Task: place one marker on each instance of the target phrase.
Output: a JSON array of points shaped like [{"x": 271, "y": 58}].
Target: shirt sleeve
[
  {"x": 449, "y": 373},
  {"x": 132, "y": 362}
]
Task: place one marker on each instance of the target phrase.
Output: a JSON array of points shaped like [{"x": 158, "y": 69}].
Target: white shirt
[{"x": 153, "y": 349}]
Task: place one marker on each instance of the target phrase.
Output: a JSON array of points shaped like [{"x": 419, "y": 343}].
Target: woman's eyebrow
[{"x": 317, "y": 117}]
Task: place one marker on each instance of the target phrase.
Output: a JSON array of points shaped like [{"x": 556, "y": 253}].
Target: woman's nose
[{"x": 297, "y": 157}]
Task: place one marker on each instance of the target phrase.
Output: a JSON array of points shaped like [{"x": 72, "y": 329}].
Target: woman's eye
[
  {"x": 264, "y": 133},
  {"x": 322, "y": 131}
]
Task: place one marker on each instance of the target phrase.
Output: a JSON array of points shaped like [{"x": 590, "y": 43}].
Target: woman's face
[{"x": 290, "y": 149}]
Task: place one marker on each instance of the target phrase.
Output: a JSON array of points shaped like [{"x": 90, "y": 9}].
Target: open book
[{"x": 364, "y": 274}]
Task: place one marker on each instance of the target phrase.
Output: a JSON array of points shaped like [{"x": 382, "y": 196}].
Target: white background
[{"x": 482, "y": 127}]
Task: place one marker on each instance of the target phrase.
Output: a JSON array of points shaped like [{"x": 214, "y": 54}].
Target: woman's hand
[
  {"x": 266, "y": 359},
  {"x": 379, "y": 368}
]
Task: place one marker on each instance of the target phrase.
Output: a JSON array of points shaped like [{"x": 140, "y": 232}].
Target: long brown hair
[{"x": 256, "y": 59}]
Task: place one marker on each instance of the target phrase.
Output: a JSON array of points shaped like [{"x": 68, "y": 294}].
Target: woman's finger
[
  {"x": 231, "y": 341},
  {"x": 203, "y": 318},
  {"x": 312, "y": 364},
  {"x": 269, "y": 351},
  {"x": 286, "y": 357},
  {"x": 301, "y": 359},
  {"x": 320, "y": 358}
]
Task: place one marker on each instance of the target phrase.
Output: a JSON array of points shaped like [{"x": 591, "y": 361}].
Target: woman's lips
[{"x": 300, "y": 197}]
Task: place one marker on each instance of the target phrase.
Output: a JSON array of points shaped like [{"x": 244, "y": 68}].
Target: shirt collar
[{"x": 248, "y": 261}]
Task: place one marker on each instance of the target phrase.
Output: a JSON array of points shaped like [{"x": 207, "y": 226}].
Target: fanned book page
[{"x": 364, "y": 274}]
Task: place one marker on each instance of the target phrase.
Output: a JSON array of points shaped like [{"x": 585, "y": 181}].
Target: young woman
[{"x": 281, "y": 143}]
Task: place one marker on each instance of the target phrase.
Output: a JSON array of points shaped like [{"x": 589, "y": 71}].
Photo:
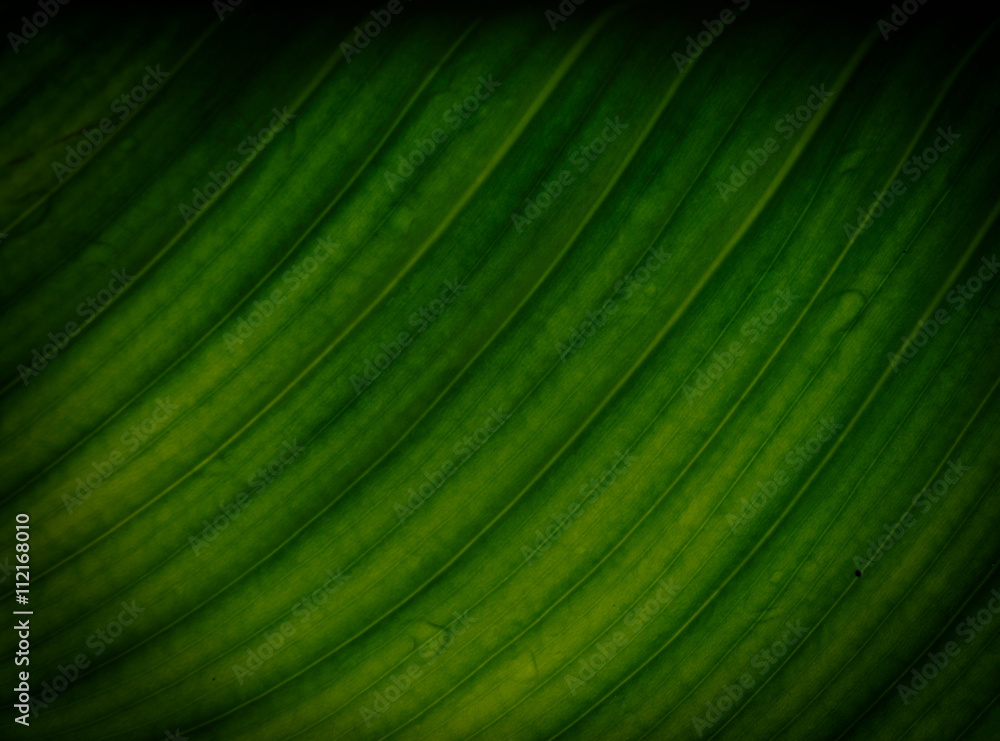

* * *

◆ INSTRUCTIONS FOR THE TASK ◆
Locate every line of the data above that contains the string "shirt", and copy each such line. Uppercase and lowercase must match.

◆ ANSWER FOR THE TASK ◆
Target: shirt sleeve
Target: white shirt
Target: shirt collar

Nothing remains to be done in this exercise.